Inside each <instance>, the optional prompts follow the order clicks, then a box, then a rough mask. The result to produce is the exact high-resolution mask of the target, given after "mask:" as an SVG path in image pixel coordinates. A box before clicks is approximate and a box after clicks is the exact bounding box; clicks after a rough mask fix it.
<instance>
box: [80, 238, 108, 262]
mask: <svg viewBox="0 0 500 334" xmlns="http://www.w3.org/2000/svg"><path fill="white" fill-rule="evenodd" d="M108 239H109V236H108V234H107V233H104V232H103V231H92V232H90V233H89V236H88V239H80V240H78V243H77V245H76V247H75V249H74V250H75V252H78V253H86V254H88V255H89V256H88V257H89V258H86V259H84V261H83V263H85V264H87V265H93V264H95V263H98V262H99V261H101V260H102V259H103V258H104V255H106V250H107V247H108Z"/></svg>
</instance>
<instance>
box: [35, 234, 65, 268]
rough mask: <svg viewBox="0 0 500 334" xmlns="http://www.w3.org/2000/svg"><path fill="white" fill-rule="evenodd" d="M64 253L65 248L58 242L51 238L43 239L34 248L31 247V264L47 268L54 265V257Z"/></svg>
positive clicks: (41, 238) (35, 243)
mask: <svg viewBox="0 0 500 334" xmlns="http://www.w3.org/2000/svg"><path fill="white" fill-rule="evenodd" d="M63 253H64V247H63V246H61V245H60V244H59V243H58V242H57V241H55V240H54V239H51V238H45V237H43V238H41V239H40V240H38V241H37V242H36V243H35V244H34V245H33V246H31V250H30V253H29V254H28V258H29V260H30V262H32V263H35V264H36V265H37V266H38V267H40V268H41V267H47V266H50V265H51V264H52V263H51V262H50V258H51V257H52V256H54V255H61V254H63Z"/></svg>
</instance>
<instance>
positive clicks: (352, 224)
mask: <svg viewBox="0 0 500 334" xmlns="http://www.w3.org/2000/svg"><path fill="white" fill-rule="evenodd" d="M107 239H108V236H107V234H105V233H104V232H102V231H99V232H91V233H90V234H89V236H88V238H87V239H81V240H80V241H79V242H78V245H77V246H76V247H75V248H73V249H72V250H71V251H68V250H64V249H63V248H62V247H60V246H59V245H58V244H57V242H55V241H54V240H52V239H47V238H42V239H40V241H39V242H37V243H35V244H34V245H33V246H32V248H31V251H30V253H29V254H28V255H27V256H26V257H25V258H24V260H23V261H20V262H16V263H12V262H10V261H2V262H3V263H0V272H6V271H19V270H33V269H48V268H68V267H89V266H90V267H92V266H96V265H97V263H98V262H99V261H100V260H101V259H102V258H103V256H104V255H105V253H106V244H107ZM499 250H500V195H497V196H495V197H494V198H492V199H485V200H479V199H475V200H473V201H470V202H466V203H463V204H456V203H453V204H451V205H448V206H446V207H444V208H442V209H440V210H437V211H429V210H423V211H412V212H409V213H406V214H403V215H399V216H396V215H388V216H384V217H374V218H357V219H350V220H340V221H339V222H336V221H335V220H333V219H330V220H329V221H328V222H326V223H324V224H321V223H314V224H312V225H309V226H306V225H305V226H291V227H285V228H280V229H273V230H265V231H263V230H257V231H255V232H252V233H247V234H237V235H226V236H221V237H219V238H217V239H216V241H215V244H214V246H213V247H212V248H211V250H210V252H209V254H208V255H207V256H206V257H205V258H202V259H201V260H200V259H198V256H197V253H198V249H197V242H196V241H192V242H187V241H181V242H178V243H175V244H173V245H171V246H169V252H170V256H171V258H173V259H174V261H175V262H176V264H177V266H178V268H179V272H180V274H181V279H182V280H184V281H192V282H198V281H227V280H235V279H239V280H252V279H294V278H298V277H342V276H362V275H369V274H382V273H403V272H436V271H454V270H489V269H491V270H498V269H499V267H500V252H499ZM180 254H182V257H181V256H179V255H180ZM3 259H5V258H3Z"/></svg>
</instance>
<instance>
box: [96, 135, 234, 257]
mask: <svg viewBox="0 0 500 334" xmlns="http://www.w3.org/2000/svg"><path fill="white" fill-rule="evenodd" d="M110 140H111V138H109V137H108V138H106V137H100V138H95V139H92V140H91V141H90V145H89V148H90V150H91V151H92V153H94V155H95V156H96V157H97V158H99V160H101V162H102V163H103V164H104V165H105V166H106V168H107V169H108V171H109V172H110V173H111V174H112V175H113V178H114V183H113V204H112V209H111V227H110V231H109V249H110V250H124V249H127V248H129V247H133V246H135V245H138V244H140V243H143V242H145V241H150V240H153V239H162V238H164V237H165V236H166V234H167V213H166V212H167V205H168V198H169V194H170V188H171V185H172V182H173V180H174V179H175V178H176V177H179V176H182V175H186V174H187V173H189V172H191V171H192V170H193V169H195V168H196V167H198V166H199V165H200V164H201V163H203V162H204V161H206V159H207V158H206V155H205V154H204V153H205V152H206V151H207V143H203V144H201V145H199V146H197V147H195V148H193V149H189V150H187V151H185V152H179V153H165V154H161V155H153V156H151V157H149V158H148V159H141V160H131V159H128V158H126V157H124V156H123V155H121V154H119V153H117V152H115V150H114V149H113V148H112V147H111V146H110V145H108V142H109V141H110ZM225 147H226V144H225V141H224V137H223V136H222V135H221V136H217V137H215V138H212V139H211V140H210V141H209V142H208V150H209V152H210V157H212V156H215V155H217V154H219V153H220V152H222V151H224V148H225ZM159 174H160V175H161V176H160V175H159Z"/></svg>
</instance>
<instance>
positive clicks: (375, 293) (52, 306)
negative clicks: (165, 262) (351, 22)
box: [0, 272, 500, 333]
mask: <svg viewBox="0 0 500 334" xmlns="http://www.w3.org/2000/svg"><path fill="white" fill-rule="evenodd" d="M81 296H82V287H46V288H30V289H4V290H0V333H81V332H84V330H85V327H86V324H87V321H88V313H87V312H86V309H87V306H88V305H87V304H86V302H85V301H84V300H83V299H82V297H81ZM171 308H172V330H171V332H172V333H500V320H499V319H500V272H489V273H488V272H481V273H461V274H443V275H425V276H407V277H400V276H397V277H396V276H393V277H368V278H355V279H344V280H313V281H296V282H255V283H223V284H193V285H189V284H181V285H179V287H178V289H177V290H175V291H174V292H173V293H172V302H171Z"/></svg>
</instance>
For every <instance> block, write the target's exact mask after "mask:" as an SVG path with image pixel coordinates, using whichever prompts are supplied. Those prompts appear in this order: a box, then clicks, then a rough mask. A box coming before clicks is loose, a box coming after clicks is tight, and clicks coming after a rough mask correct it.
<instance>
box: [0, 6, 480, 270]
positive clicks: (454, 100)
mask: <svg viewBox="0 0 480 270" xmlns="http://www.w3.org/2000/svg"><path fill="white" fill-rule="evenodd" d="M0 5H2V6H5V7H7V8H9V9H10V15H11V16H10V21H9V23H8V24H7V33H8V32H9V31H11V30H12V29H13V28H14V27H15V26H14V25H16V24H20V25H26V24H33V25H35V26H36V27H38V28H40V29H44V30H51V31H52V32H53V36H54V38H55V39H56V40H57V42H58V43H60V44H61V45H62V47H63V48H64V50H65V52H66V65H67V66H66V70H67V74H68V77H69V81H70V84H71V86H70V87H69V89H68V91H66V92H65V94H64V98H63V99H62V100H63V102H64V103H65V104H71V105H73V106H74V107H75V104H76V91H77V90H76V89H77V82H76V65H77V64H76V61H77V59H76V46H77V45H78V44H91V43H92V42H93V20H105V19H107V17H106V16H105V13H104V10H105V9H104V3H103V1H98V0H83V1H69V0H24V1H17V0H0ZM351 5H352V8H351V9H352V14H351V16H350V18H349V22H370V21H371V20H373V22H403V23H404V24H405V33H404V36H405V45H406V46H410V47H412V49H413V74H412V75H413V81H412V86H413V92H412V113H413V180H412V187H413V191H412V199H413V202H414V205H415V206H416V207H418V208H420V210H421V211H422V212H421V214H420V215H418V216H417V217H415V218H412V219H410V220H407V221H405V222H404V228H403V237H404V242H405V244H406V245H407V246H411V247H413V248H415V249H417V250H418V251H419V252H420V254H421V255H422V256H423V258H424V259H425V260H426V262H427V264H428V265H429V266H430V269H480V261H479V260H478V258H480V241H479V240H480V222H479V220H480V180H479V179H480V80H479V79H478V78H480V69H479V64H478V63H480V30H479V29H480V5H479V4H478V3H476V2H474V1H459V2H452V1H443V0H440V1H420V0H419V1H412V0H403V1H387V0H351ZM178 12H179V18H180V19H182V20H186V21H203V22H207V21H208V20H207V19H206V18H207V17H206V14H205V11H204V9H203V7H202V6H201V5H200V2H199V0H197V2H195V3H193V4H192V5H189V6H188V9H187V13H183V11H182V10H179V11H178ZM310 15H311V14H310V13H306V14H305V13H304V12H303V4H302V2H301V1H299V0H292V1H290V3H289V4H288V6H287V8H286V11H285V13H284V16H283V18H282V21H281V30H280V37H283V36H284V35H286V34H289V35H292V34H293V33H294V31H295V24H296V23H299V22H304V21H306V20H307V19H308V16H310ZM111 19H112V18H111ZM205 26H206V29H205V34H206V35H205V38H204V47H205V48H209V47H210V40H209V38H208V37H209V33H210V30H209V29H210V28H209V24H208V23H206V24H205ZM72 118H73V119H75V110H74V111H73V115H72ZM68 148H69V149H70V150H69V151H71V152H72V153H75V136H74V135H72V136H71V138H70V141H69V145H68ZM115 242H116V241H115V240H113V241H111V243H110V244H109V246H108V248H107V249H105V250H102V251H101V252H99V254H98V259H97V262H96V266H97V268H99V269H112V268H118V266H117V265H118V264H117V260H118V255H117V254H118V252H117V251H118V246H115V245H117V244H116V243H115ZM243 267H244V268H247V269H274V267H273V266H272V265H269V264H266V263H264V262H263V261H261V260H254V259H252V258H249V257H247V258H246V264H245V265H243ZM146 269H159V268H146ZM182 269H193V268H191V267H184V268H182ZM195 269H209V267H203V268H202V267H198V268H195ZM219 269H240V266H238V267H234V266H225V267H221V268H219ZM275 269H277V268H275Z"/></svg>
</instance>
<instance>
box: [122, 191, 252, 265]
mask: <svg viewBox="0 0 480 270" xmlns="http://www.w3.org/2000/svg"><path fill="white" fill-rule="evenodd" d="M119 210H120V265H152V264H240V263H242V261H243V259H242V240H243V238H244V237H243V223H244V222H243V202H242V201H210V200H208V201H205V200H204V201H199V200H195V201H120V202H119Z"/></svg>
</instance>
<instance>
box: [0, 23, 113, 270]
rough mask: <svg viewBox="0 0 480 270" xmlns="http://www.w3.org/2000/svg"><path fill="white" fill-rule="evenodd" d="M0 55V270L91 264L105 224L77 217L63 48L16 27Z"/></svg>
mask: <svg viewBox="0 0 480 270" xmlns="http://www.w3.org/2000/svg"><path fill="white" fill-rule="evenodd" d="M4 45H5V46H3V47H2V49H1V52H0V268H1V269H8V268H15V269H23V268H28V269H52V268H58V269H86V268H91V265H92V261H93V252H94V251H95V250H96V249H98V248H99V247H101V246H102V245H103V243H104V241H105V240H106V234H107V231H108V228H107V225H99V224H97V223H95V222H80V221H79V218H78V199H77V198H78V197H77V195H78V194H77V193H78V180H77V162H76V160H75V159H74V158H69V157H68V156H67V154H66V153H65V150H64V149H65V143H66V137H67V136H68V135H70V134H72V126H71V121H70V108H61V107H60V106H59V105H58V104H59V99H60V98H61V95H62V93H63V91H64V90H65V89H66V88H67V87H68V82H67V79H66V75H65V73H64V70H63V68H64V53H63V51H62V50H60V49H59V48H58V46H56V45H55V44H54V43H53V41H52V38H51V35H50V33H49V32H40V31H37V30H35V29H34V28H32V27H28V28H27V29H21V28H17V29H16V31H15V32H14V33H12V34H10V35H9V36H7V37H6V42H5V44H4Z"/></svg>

|---|

WHAT TO PRODUCE ▸
All lines of the material that contain the word "target" should be listed.

COMPLETED TASK ▸
Inside each <instance>, the optional prompts follow the order clicks, then a box, then a rough mask. The result to produce is the exact high-resolution mask of the target, given after "mask:" as an SVG path in image pixel coordinates. A box before clicks is approximate and a box after clicks is the exact bounding box; clicks after a rough mask fix it.
For every <instance> block, write the target's exact mask after "mask:" as an SVG path with image pixel coordinates, using whichever prompts are supplied. Those prompts appear in this order: a box, then clicks, then a rough mask. A box coming before clicks is loose, a box coming after clicks is tight, and clicks coming after a rough mask correct it.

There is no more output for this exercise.